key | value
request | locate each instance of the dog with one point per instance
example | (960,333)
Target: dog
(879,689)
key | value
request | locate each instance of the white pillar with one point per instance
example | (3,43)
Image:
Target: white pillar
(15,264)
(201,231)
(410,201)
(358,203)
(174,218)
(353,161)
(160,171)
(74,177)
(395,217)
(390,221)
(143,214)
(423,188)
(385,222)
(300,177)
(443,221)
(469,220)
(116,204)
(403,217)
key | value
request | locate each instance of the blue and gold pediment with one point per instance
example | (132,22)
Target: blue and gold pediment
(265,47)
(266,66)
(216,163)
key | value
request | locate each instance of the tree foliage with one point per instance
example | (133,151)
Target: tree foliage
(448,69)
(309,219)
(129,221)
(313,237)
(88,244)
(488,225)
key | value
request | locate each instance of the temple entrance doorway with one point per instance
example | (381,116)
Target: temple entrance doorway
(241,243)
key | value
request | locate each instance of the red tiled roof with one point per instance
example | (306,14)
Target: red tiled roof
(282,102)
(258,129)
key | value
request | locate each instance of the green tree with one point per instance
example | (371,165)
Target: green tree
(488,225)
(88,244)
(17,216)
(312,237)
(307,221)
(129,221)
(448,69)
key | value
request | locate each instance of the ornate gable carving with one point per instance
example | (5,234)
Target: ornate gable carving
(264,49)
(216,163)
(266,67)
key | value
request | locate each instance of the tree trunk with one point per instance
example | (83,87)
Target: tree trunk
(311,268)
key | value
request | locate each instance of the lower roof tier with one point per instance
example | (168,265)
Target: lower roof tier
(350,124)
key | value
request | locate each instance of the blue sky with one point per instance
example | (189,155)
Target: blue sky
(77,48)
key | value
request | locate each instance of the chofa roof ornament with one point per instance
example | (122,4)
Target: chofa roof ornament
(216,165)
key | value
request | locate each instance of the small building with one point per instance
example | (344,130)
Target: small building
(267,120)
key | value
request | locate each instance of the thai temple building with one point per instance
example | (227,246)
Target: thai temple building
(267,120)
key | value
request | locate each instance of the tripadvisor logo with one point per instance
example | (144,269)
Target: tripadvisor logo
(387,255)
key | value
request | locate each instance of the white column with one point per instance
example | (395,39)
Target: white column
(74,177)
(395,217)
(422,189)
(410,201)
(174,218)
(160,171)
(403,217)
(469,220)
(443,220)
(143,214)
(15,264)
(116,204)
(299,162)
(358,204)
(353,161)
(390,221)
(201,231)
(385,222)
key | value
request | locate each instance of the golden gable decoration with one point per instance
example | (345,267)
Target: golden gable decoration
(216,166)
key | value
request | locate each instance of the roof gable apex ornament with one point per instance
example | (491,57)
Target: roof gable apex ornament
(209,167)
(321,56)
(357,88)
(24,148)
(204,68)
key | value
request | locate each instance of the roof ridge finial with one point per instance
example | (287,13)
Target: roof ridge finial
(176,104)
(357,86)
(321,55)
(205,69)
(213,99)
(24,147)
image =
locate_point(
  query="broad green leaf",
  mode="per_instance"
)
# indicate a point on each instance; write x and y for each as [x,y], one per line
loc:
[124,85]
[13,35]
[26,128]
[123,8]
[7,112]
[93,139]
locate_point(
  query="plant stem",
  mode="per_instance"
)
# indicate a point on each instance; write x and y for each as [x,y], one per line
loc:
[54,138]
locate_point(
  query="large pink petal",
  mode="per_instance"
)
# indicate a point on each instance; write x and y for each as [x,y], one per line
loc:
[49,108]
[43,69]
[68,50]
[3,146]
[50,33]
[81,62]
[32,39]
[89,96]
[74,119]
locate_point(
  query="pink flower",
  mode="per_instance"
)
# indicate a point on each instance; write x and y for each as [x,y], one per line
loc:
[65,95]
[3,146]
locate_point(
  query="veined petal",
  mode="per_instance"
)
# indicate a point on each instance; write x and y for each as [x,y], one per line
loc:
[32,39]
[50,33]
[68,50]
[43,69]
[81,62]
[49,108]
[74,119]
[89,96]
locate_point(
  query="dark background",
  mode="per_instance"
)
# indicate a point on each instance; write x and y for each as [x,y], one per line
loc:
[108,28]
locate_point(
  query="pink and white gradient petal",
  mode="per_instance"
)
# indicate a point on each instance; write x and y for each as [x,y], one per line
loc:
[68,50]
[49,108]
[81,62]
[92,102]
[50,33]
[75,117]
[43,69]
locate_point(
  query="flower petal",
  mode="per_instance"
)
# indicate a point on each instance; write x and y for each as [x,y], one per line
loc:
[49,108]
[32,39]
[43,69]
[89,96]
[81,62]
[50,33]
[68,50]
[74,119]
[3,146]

(Task prompt) Return every entry exactly as given.

(Result of the exercise)
key | value
request | locate each instance of the dog with one point per instance
example | (960,333)
Target: dog
(879,689)
key | value
request | locate each instance of the white pillar with one point per instance
example | (3,43)
Image:
Target: white pillar
(15,264)
(201,231)
(410,201)
(358,203)
(174,218)
(353,161)
(160,171)
(74,177)
(395,217)
(390,221)
(143,214)
(423,188)
(385,222)
(300,177)
(443,221)
(469,220)
(116,204)
(403,217)
key | value
request | locate each instance of the blue and gold pediment with one point per instance
example | (132,22)
Target: blue and gold pediment
(265,47)
(266,66)
(216,163)
key | value
request | locate each instance of the tree foliage with one point per instance
example | (133,151)
Target: tree foliage
(448,69)
(309,219)
(129,221)
(313,237)
(88,244)
(488,225)
key | value
request | locate each instance of the temple entrance doorway with one point per instance
example | (381,116)
Target: temple entrance doorway
(241,243)
key | value
request | locate each instance of the red tiled roof with one point per instance
example | (306,14)
Target: red tiled roof
(282,102)
(258,129)
key | value
request | locate each instance of the green tree with one point per instance
example | (371,165)
Target: green tree
(488,225)
(88,244)
(17,216)
(312,237)
(307,221)
(129,221)
(448,69)
key | value
request | locate each instance of the ornate gable carving with one point per instance
example | (5,234)
Target: ornate gable carving
(264,49)
(216,163)
(266,67)
key | value
request | locate each instance of the tree trunk with one point per instance
example | (83,87)
Target: tree trunk
(311,268)
key | value
request | locate each instance of the lower roof tier with one point per instance
example | (168,265)
Target: lower roof tier
(350,124)
key | value
request | locate each instance of the blue sky with one point per instance
example | (189,155)
Target: blue sky
(77,48)
key | value
request | locate each instance of the chofa roof ornament with one point per instance
example | (122,4)
Target: chofa roof ornament
(216,165)
key | value
request | locate each instance of the small building with one point per instance
example | (344,130)
Target: small building
(267,120)
key | value
request | locate each instance of the thai temple building with one point per instance
example | (227,246)
Target: thai temple building
(267,120)
key | value
request | locate each instance of the tripadvisor logo with one point per instance
example | (144,269)
Target: tripadvisor logo
(387,255)
key | value
request | locate each instance of the white column with one point per instance
example | (395,39)
Target: white column
(74,177)
(395,217)
(422,189)
(410,201)
(174,218)
(160,171)
(403,217)
(469,220)
(443,220)
(143,214)
(15,264)
(116,204)
(299,162)
(358,204)
(353,161)
(390,221)
(201,231)
(385,222)
key | value
request | locate each instance of the golden gable decoration with one point per instance
example | (345,267)
Target: golden gable decoration
(216,166)
key | value
request | locate each instance of the roof gable apex ornament with one point per instance
example | (491,57)
Target: roof gable apex ornament
(209,167)
(321,56)
(357,88)
(24,148)
(204,68)
key | value
request | locate each instance of the roof ridge finial with one point per instance
example | (287,13)
Target: roof ridge finial
(176,104)
(357,86)
(321,55)
(205,69)
(213,99)
(24,147)
image =
locate_point(
  query="broad green leaf",
  mode="per_instance"
)
# indicate a point on each instance; write x and y for each as [x,y], one per line
loc:
[124,85]
[13,35]
[26,128]
[123,8]
[7,112]
[93,139]
locate_point(
  query="plant stem",
  mode="per_instance"
)
# indicate a point on each instance; write x and y for each as [x,y], one per line
loc:
[54,138]
locate_point(
  query="large pink petal",
  mode="per_instance"
)
# indicate a point on each instance; write x and y for each as [x,y], one per line
loc:
[49,108]
[43,69]
[68,50]
[3,146]
[50,33]
[81,62]
[32,39]
[89,96]
[74,119]
locate_point(
  query="pink flower",
  mode="per_instance"
)
# indicate a point on each instance; write x and y for each as [x,y], one per line
loc:
[65,95]
[3,146]
locate_point(
  query="veined petal",
  mode="per_instance"
)
# indicate a point on each instance; write x and y for each as [x,y], one per line
loc:
[32,39]
[50,33]
[68,50]
[43,69]
[81,62]
[49,108]
[74,119]
[89,96]
locate_point(
  query="dark background",
  mode="per_instance"
)
# indicate a point on each instance; write x and y for each as [x,y], one per line
loc:
[108,28]
locate_point(
  query="pink and white gradient petal",
  mode="per_instance"
)
# indicate a point on each instance; write x and y for each as [x,y], one per line
loc:
[68,50]
[49,108]
[81,62]
[92,102]
[50,33]
[75,117]
[43,69]
locate_point(
  query="flower petal",
  mode="per_instance"
)
# indicate a point on each instance; write x and y for each as [x,y], one per line
loc:
[49,108]
[32,39]
[43,69]
[89,96]
[81,62]
[50,33]
[68,50]
[74,119]
[3,146]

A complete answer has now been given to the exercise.